— start of Materials provided —

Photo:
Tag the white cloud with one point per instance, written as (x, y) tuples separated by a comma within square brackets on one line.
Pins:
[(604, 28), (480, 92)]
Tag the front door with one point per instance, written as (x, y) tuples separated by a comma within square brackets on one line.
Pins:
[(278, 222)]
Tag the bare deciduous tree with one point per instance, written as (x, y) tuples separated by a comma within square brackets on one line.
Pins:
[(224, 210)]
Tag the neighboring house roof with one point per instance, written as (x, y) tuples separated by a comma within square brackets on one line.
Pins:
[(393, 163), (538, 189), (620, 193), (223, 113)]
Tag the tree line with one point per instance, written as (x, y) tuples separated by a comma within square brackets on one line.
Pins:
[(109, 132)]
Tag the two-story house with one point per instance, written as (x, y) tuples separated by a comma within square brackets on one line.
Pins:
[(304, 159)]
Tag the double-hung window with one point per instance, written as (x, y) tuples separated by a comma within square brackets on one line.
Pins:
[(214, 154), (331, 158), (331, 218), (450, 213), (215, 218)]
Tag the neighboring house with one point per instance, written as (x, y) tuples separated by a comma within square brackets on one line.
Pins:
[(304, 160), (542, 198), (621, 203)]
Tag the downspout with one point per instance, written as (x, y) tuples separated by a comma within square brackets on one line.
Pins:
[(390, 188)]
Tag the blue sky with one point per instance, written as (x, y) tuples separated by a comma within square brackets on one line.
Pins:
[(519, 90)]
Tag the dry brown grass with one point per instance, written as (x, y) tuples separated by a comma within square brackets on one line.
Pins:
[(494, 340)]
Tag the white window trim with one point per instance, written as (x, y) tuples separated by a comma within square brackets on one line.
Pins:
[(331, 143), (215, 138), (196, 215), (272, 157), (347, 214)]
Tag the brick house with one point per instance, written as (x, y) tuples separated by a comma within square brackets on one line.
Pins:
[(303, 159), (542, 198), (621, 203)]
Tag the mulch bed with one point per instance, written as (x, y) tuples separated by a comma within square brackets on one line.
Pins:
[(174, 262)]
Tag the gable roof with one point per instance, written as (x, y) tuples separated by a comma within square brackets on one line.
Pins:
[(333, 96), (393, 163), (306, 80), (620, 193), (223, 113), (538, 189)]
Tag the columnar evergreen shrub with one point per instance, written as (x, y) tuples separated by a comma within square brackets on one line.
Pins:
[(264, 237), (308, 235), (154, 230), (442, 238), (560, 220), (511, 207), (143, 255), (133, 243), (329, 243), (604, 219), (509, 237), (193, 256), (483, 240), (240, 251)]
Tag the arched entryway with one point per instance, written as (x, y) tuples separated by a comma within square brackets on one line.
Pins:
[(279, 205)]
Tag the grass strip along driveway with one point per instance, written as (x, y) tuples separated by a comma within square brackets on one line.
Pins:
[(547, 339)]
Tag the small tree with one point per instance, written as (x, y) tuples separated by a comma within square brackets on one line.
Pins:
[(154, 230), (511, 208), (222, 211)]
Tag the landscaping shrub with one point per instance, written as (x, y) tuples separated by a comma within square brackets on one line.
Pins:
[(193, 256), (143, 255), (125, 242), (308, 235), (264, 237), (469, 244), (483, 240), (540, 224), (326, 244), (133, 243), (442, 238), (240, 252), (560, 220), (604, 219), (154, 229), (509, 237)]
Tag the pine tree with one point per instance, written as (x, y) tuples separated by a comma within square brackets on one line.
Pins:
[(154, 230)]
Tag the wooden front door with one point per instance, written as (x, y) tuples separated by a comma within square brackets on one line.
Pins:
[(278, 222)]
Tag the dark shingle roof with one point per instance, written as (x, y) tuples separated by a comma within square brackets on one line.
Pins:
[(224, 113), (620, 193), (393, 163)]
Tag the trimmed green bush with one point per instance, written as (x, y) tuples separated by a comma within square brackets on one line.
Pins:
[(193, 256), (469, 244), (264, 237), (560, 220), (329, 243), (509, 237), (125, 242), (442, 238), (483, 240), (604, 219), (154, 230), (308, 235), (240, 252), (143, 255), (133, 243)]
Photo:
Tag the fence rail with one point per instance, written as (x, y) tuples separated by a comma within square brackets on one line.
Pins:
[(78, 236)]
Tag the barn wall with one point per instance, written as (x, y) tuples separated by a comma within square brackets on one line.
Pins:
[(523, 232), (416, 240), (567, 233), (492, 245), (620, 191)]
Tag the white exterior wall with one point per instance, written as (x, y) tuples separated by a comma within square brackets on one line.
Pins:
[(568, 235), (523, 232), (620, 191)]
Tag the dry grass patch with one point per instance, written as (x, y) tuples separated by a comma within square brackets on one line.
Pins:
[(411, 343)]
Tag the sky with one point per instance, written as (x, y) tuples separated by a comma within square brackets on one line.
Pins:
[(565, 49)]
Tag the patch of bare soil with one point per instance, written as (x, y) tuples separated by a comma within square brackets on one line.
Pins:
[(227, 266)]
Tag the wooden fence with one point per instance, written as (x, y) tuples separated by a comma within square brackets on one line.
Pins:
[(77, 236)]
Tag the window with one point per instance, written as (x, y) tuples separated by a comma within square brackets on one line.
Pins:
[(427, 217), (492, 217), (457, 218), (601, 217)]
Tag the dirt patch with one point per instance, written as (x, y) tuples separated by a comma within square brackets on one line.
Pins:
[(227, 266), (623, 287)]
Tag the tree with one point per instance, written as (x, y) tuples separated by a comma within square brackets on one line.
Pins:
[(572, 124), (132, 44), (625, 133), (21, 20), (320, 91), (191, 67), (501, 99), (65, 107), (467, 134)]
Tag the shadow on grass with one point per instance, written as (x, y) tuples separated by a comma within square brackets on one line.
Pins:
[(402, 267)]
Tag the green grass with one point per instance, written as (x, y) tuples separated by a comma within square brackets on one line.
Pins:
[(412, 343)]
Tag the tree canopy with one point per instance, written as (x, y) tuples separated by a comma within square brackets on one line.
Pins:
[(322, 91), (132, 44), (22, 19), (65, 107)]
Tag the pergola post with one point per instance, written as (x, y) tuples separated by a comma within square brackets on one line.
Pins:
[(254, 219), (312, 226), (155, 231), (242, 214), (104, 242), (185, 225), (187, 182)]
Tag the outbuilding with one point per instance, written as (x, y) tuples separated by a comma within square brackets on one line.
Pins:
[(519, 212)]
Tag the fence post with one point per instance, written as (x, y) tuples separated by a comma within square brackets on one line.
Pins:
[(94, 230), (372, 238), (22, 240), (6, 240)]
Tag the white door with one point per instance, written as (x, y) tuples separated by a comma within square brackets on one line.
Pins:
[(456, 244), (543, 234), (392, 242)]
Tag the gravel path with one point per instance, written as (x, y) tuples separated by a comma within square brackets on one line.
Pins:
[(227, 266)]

— end of Materials provided —

**Problem statement:**
Convert every line of the items above into a Markdown table with the columns No. and Line, numbering the rows in order and leaving out blank lines.

**Result:**
| No. | Line |
|---|---|
| 1 | Photo: |
| 2 | Tag the white cloud with one point per instance, written as (x, y) tuples separated by a comma within square brackets on one line. |
| 3 | Pins: |
| 4 | [(604, 28), (480, 92)] |
| 5 | Tag the front door with one point per instance, written as (x, y) tuples separated by a comma within square brackets on one line. |
| 6 | Pins: |
| 7 | [(278, 222)] |
| 8 | Tag the bare deciduous tree with one point per instance, written as (x, y) tuples separated by a comma within square brackets on one line. |
| 9 | Pins: |
| 10 | [(224, 210)] |
| 11 | Tag the neighboring house roof with one point per instance, written as (x, y) tuples separated by a comma within square brackets on one line. |
| 12 | Pins: |
| 13 | [(393, 163), (538, 189), (620, 193), (223, 113)] |
| 14 | Tag the tree line with one point per instance, written as (x, y) tuples separated by a comma within square brackets on one line. |
| 15 | Pins: |
| 16 | [(109, 132)] |
| 17 | Tag the two-story house with one point per instance, written as (x, y) tuples separated by a comma within square brackets on one line. |
| 18 | Pins: |
| 19 | [(304, 159)] |
| 20 | Tag the double-hung window with one point per instance, written as (x, y) tuples separated by a comma within square brackets on one line. |
| 21 | Pins: |
| 22 | [(214, 154), (331, 158), (331, 218), (450, 213), (215, 218)] |
| 23 | Tag the neighboring house with one point per instance, written as (x, y) tuples separated by a comma within square brackets on one line. |
| 24 | Pins: |
| 25 | [(304, 160), (542, 198), (621, 203)] |
| 26 | Tag the downspout with one point per instance, written as (x, y) tuples separated by a comma within square brackets on one line. |
| 27 | Pins: |
| 28 | [(390, 188)] |
| 29 | Tag the blue sky with one point per instance, written as (x, y) tuples separated by a comma within square brackets on one line. |
| 30 | Pins: |
| 31 | [(519, 90)] |
| 32 | Tag the dry brown grass with one point per instance, written as (x, y) tuples separated by a comma within square brackets on one line. |
| 33 | Pins: |
| 34 | [(494, 340)] |
| 35 | Tag the white window trim with one point per instance, written as (x, y) tuples separated by a comma within square brackets on one line. |
| 36 | Pins: |
| 37 | [(331, 143), (215, 138), (196, 215), (272, 157), (347, 214)] |
| 38 | Tag the brick house with one point per instance, written as (x, y) tuples separated by a comma within square brackets on one line. |
| 39 | Pins: |
| 40 | [(303, 159), (542, 198), (621, 203)] |
| 41 | Tag the mulch bed with one point per instance, written as (x, y) tuples separated by a comma within square brackets on one line. |
| 42 | Pins: |
| 43 | [(174, 262)] |
| 44 | Tag the gable roof with one point per instance, written as (x, y) tuples separated by a comma within square brackets on one line. |
| 45 | Pins: |
| 46 | [(333, 96), (393, 163), (306, 80), (620, 193), (223, 113), (538, 189)] |
| 47 | Tag the columnar evergreen shrub with one point per instance, written as (x, y) tuples separated by a comma within square brackets on one line. |
| 48 | Pins: |
| 49 | [(264, 237), (308, 235), (154, 230), (442, 238), (560, 220), (511, 207), (143, 255), (133, 243), (329, 243), (604, 219), (509, 237), (193, 256), (483, 240), (240, 251)] |
| 50 | Tag the arched entryway with one point per instance, written as (x, y) tuples separated by a comma within square brackets on one line. |
| 51 | Pins: |
| 52 | [(279, 205)] |
| 53 | Tag the grass strip along driveway with one point per instance, written as (x, y) tuples separated by a comma within square brackets on one line. |
| 54 | Pins: |
| 55 | [(547, 339)] |
| 56 | Tag the small tree with one point per instance, written as (x, y) tuples separated by a comma within square brackets on one line. |
| 57 | Pins: |
| 58 | [(154, 230), (511, 208), (222, 211)] |
| 59 | Tag the landscaping shrub with one point per instance, written as (x, y) tuples separated by a comma within square brackets on one line. |
| 60 | Pins: |
| 61 | [(193, 256), (143, 255), (125, 242), (308, 235), (264, 237), (469, 244), (483, 240), (540, 224), (326, 244), (133, 243), (442, 238), (240, 252), (560, 220), (604, 219), (154, 229), (509, 237)] |
| 62 | Tag the pine tree with one point per instance, written as (x, y) tuples separated by a comma within square brackets on one line. |
| 63 | Pins: |
| 64 | [(154, 230)] |
| 65 | Tag the wooden front door with one point per instance, written as (x, y) tuples separated by a comma within square brackets on one line. |
| 66 | Pins: |
| 67 | [(278, 222)] |
| 68 | Tag the dark shingle roof with one point per instance, written as (x, y) tuples separated by a comma within square brackets on one line. |
| 69 | Pins: |
| 70 | [(224, 113), (620, 193), (393, 163)] |
| 71 | Tag the trimmed green bush with one point per instance, written as (x, y) tuples separated by a comma within square brackets on one line. |
| 72 | Pins: |
| 73 | [(193, 256), (469, 244), (264, 237), (560, 220), (329, 243), (509, 237), (125, 242), (442, 238), (483, 240), (604, 219), (154, 230), (308, 235), (240, 252), (143, 255), (133, 243)] |
| 74 | Photo: |
| 75 | Tag the fence rail with one point per instance, written as (x, y) tuples separated by a comma within square brackets on one line. |
| 76 | Pins: |
| 77 | [(78, 236)] |
| 78 | Tag the barn wall with one point per instance, written as (x, y) tuples separated by a comma within square brackets on one line. |
| 79 | Pins: |
| 80 | [(523, 232), (416, 240), (567, 233), (492, 245), (620, 191)] |
| 81 | Tag the white exterior wall with one point per instance, written as (x, y) tuples separated by a comma within square brackets on one line. |
| 82 | Pins: |
| 83 | [(568, 235), (523, 232), (620, 191)] |
| 84 | Tag the dry grass patch with one point per instance, written as (x, y) tuples separated by a comma within square brackets on one line. |
| 85 | Pins: |
| 86 | [(411, 343)] |
| 87 | Tag the sky with one point per instance, written as (x, y) tuples separated by a comma within square brackets on one line. |
| 88 | Pins: |
| 89 | [(565, 49)] |
| 90 | Tag the patch of bare soil with one point per instance, written as (x, y) tuples separated by a comma within square brackets on one line. |
| 91 | Pins: |
| 92 | [(227, 266)] |
| 93 | Tag the wooden fence with one point per instance, written as (x, y) tuples separated by a comma within square brackets on one line. |
| 94 | Pins: |
| 95 | [(77, 236)] |
| 96 | Tag the window with one point per instance, written as (x, y) tuples separated by a comma within square brackets on one line. |
| 97 | Pins: |
| 98 | [(427, 217), (492, 217), (457, 218), (601, 217)] |
| 99 | Tag the dirt patch with one point per instance, written as (x, y) tuples separated by a comma within square brackets on one line. |
| 100 | Pins: |
| 101 | [(227, 266), (623, 287)] |
| 102 | Tag the tree with one point per instance, written as (x, y) tuples separated by a comma within square brackets on one line. |
| 103 | Pins: |
| 104 | [(572, 124), (132, 44), (625, 133), (21, 20), (320, 91), (191, 67), (501, 99), (65, 107), (467, 134)] |
| 105 | Tag the shadow on grass with one point per instance, written as (x, y) tuples separated by a comma within square brackets on one line. |
| 106 | Pins: |
| 107 | [(402, 267)] |
| 108 | Tag the green grass with one point per instance, written as (x, y) tuples separated by a comma within square brackets on one line. |
| 109 | Pins: |
| 110 | [(412, 343)] |
| 111 | Tag the tree canopy with one point per instance, written as (x, y) tuples separated by a comma within square brackets on one line. |
| 112 | Pins: |
| 113 | [(322, 91), (132, 44), (22, 19), (65, 107)] |
| 114 | Tag the pergola post with one point per instance, written as (x, y) tuples separated by a comma within square brackets on one line. |
| 115 | Pins: |
| 116 | [(254, 219), (312, 226), (155, 231), (242, 214), (104, 242), (185, 225), (187, 182)] |
| 117 | Tag the outbuilding with one point per instance, written as (x, y) tuples separated by a comma within square brackets on one line. |
| 118 | Pins: |
| 119 | [(519, 212)] |
| 120 | Tag the fence post with one point per instance, written as (x, y) tuples separated by a comma within square brackets on one line. |
| 121 | Pins: |
| 122 | [(94, 230), (372, 238), (22, 240), (6, 240)] |
| 123 | Tag the white door with one point per instance, written as (x, y) tuples separated by a comma within square brackets on one line. |
| 124 | Pins: |
| 125 | [(456, 244), (543, 234), (392, 242)] |
| 126 | Tag the gravel path with one point per instance, written as (x, y) tuples separated by a comma within square brackets on one line. |
| 127 | Pins: |
| 128 | [(227, 266)] |